▶ Qué se pide:
Saca de las filas de abajo cada línea en la que aparezca la palabra "lake".
─── Material del ejercicio
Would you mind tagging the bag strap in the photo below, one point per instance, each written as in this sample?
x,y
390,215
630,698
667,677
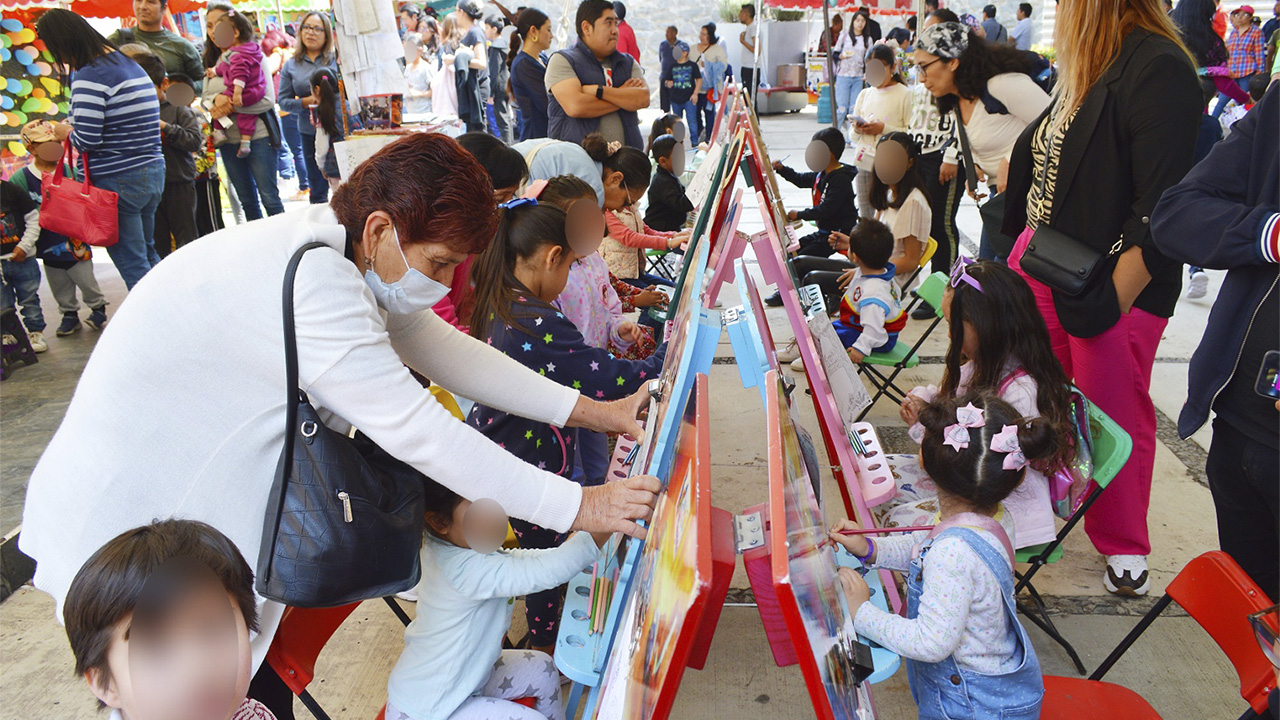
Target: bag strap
x,y
972,169
976,520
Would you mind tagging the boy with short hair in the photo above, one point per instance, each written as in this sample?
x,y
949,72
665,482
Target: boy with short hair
x,y
684,81
68,261
871,311
147,598
181,137
668,205
19,228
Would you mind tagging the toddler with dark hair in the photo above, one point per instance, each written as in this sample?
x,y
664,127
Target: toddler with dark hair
x,y
871,310
159,620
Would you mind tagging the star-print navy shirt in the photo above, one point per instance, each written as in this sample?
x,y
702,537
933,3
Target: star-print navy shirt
x,y
554,347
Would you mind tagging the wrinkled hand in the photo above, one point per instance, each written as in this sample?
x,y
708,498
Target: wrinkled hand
x,y
854,587
630,332
615,506
853,543
910,409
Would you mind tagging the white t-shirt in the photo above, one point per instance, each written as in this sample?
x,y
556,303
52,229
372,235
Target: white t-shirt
x,y
992,136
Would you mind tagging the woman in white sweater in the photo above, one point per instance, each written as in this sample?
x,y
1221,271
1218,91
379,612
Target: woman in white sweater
x,y
200,438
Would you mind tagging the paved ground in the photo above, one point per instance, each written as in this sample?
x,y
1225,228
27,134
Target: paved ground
x,y
1175,666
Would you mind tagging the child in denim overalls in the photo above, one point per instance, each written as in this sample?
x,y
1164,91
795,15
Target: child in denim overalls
x,y
967,655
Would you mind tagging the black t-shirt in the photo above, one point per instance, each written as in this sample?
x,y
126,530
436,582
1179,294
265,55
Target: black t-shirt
x,y
1239,404
14,205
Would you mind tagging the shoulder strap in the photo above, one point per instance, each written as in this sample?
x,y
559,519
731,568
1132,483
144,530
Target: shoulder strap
x,y
976,520
970,169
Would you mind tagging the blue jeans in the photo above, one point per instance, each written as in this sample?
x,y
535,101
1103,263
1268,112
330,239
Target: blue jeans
x,y
255,177
295,139
846,92
140,191
689,110
319,185
22,286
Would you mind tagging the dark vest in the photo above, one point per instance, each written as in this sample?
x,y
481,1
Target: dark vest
x,y
589,71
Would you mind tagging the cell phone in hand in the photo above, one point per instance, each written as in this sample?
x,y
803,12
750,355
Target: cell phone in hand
x,y
1269,376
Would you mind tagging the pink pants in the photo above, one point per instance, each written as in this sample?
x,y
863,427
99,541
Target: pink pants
x,y
1114,372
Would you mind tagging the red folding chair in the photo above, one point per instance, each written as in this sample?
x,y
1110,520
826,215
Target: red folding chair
x,y
1220,597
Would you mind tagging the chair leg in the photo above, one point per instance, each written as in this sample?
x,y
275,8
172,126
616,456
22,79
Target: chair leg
x,y
312,706
1132,637
400,611
1038,615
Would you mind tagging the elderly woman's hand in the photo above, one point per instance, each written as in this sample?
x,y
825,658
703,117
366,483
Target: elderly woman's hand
x,y
615,506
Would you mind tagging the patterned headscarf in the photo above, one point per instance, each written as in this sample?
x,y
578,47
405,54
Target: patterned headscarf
x,y
945,40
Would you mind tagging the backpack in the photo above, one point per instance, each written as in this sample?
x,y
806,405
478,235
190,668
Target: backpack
x,y
1068,484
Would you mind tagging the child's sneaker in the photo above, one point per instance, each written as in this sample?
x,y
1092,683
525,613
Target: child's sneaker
x,y
1127,575
1198,285
71,324
97,318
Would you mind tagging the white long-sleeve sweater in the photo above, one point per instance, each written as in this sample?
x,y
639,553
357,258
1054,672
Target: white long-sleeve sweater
x,y
181,409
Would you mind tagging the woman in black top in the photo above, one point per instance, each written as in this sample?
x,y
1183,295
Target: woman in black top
x,y
1121,131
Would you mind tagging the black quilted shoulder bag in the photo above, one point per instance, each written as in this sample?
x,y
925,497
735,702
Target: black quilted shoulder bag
x,y
344,519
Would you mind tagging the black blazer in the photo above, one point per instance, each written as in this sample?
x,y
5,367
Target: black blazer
x,y
1133,137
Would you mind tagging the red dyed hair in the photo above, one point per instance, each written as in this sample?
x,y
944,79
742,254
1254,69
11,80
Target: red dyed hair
x,y
433,190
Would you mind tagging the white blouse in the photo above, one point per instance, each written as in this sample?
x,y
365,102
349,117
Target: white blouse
x,y
181,409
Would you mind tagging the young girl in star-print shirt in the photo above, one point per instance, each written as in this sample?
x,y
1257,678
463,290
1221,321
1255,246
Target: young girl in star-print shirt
x,y
516,279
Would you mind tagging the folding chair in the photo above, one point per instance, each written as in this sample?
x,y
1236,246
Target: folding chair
x,y
1220,597
1111,449
903,358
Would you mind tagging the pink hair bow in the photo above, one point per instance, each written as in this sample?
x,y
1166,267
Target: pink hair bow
x,y
956,434
1006,441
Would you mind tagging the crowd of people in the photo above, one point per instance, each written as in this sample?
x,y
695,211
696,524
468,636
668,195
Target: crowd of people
x,y
507,270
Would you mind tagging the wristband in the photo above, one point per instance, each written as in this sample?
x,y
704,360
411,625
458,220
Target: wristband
x,y
871,550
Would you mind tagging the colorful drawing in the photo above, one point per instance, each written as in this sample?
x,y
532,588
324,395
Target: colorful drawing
x,y
672,579
804,572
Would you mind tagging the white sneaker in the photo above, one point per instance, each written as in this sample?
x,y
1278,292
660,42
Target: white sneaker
x,y
1198,286
1127,575
790,352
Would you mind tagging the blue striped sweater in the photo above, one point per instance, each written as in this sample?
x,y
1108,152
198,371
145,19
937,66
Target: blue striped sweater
x,y
115,115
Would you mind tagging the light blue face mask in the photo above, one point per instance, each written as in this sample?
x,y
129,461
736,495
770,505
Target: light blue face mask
x,y
411,294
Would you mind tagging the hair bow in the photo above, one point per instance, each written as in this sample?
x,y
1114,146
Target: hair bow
x,y
1006,441
956,436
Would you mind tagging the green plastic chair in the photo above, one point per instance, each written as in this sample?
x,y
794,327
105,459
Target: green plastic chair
x,y
901,358
1111,449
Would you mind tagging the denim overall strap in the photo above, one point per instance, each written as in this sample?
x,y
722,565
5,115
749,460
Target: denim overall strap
x,y
945,691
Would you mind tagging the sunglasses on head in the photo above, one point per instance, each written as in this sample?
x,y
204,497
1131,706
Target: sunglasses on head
x,y
1265,633
960,274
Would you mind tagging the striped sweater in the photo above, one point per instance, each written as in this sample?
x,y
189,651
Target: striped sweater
x,y
115,115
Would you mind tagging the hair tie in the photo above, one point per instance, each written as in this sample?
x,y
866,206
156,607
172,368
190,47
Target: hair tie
x,y
517,203
1006,441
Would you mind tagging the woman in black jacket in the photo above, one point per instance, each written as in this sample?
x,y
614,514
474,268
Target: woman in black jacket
x,y
1121,130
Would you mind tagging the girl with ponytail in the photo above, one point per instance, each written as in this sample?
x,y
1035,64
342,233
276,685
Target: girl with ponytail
x,y
531,39
516,281
965,650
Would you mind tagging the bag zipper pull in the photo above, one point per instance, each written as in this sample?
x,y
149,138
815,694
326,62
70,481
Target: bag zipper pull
x,y
346,506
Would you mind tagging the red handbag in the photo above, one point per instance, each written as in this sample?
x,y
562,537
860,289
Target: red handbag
x,y
78,209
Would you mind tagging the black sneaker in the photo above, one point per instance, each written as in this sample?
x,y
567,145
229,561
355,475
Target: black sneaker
x,y
924,311
69,324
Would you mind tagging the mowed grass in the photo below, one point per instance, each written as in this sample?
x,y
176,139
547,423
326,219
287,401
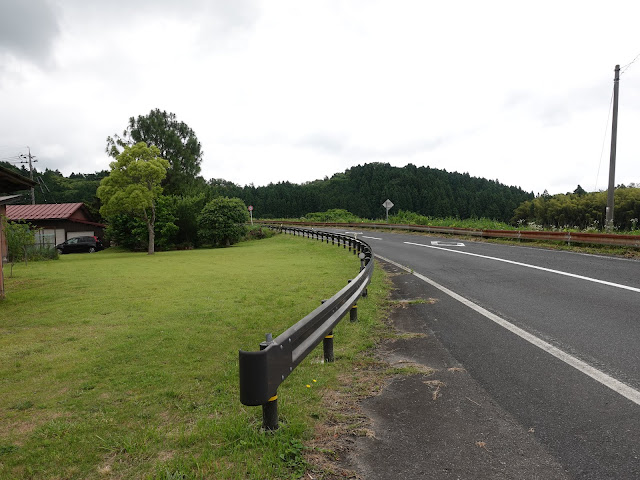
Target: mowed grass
x,y
123,365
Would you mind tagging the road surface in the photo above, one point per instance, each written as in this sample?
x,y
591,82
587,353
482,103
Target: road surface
x,y
552,337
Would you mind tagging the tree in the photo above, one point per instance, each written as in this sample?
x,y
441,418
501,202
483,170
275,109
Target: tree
x,y
176,142
222,221
133,186
19,236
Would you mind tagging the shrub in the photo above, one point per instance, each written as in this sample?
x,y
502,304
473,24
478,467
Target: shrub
x,y
222,221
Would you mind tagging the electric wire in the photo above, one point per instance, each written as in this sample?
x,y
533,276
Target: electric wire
x,y
626,67
606,129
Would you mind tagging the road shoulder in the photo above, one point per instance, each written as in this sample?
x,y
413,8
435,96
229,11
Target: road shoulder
x,y
442,424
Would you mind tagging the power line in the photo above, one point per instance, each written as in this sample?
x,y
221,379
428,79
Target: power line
x,y
624,69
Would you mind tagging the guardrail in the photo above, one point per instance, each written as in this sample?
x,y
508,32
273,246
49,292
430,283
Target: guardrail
x,y
262,372
567,237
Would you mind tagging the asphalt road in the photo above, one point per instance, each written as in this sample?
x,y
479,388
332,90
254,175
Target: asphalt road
x,y
551,337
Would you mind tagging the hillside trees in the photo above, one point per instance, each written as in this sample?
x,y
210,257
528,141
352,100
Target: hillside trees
x,y
581,210
176,142
133,186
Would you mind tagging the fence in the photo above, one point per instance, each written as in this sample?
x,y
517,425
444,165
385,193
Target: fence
x,y
567,237
262,372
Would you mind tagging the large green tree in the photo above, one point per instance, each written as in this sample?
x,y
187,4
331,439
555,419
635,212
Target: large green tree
x,y
134,185
176,141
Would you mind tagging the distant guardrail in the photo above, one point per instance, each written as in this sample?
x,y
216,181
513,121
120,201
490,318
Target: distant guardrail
x,y
262,372
566,237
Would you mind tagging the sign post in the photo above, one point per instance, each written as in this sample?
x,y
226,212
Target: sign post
x,y
387,204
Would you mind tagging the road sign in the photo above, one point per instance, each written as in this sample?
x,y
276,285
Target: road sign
x,y
387,204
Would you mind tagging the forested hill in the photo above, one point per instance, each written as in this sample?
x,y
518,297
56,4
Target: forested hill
x,y
362,190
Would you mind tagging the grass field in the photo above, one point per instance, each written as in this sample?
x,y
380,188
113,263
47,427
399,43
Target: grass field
x,y
122,365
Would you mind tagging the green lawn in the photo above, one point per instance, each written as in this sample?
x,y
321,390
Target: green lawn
x,y
124,365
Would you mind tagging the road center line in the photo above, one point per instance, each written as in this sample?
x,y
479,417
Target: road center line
x,y
550,270
617,386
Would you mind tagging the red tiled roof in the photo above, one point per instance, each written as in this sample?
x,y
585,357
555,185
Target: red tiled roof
x,y
42,212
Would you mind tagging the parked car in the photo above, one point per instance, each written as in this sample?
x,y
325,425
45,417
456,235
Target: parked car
x,y
88,244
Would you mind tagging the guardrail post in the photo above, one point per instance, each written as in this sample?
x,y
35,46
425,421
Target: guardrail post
x,y
353,314
269,409
327,345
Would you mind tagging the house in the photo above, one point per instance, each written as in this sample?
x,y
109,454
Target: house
x,y
57,222
10,182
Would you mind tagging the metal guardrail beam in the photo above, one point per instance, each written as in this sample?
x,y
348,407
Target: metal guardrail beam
x,y
262,372
567,237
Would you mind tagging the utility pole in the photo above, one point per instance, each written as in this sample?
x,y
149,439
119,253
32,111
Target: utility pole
x,y
612,161
31,160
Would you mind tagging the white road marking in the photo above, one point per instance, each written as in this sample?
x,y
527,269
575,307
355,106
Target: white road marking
x,y
550,270
617,386
438,243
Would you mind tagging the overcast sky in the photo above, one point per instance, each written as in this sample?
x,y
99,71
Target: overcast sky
x,y
298,90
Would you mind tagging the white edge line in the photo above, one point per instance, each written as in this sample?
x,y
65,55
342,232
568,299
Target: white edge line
x,y
544,269
617,386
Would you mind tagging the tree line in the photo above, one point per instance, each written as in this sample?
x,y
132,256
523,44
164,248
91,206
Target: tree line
x,y
581,210
180,193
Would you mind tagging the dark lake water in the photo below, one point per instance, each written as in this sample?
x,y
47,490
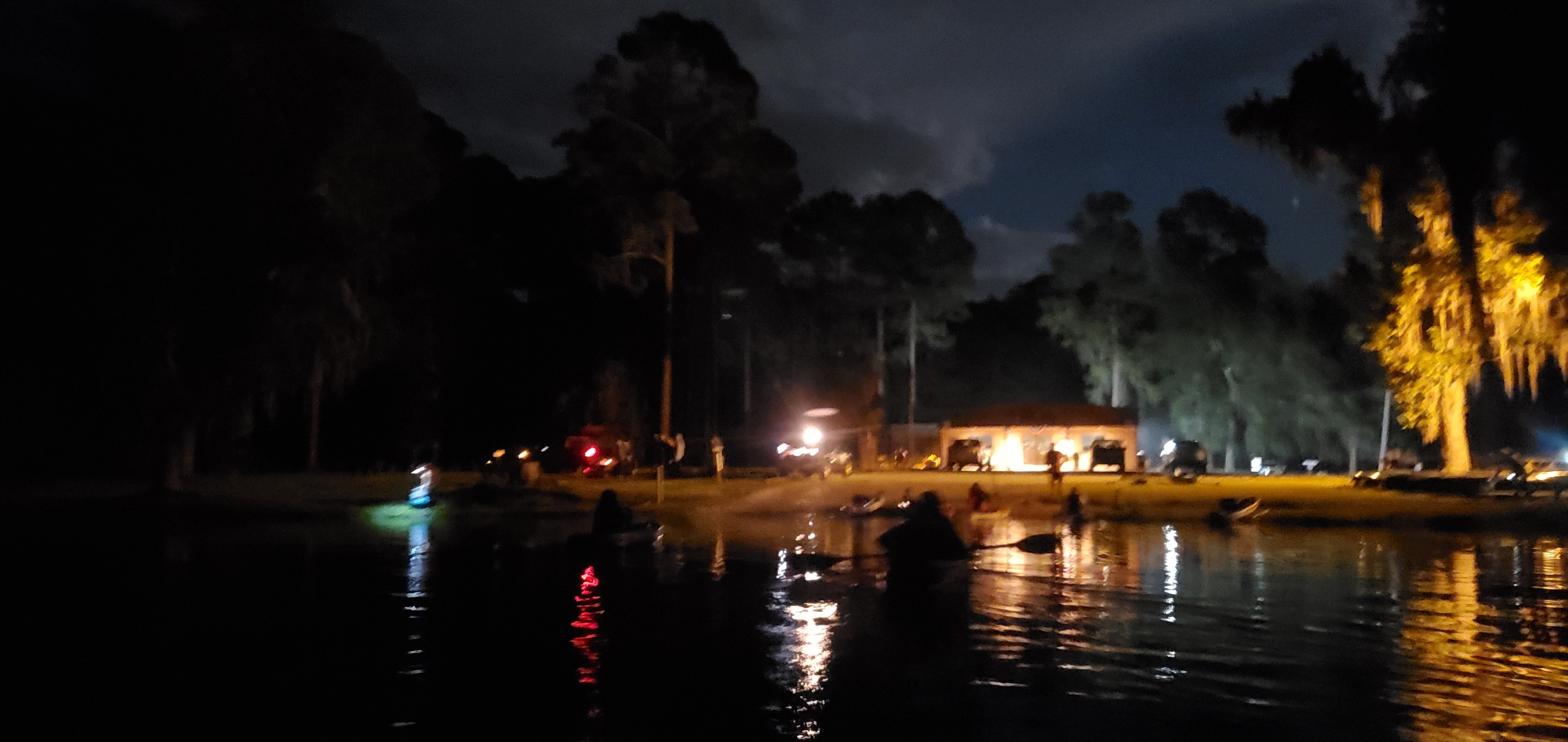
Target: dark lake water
x,y
1130,631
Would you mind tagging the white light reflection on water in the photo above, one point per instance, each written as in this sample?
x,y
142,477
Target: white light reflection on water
x,y
415,612
803,663
1172,572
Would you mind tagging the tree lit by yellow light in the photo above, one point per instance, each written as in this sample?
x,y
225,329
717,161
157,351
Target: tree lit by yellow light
x,y
1431,343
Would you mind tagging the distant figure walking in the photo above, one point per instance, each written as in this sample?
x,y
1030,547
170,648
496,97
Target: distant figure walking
x,y
611,515
717,446
1054,462
979,501
419,496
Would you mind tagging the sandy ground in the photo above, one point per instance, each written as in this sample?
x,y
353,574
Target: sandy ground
x,y
1299,499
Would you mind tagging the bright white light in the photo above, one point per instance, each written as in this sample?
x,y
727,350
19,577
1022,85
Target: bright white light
x,y
1010,457
1172,573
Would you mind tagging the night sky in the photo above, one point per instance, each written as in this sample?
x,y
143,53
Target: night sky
x,y
1010,112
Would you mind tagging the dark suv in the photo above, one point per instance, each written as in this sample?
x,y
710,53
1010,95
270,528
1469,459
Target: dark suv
x,y
968,452
1185,460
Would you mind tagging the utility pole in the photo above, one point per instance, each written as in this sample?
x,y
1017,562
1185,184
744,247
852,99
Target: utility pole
x,y
1382,446
913,340
670,341
746,373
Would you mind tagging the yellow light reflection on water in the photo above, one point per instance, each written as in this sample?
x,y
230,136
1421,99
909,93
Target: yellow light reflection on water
x,y
1481,670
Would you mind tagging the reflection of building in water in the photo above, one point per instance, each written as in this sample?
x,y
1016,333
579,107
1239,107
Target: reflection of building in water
x,y
1487,667
585,628
1032,603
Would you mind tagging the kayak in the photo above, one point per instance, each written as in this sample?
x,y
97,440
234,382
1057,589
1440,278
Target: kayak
x,y
929,576
861,506
645,536
1238,511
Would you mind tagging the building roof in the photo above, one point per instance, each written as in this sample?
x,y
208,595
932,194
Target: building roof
x,y
1048,415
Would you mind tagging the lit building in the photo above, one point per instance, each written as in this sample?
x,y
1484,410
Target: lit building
x,y
1018,437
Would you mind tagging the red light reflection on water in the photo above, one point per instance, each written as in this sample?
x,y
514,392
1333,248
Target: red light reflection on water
x,y
587,626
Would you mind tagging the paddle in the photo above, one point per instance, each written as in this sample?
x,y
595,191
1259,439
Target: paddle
x,y
1039,543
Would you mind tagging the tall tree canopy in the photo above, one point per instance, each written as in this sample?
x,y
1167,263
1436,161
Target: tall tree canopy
x,y
672,145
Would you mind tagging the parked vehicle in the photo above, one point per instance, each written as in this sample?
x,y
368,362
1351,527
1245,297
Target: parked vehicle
x,y
1185,460
968,452
590,455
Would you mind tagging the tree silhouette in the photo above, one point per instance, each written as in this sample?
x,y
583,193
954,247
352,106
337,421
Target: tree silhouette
x,y
670,126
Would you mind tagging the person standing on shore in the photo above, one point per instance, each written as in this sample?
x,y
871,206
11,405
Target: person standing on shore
x,y
1054,462
717,446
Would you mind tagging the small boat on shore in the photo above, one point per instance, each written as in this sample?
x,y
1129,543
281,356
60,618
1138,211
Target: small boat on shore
x,y
1233,511
990,515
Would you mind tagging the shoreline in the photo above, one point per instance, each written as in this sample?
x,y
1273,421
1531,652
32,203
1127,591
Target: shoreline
x,y
1286,499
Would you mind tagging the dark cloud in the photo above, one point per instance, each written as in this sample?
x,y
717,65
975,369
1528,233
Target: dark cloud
x,y
952,96
1006,255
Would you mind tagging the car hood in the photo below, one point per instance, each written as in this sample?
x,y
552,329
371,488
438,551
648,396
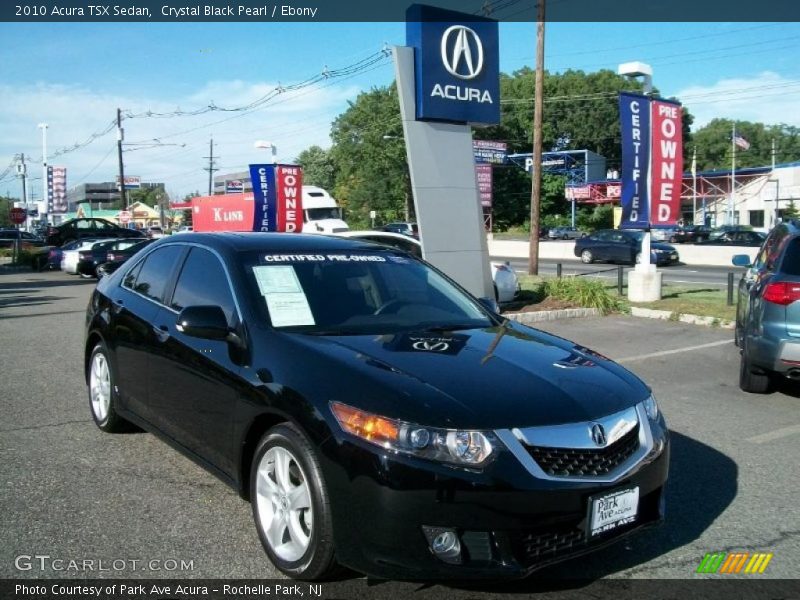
──────
▶ Resultado:
Would you mind tagging the dark lake water in the photo below, one point per instance, each written as in this sample?
Target: dark lake water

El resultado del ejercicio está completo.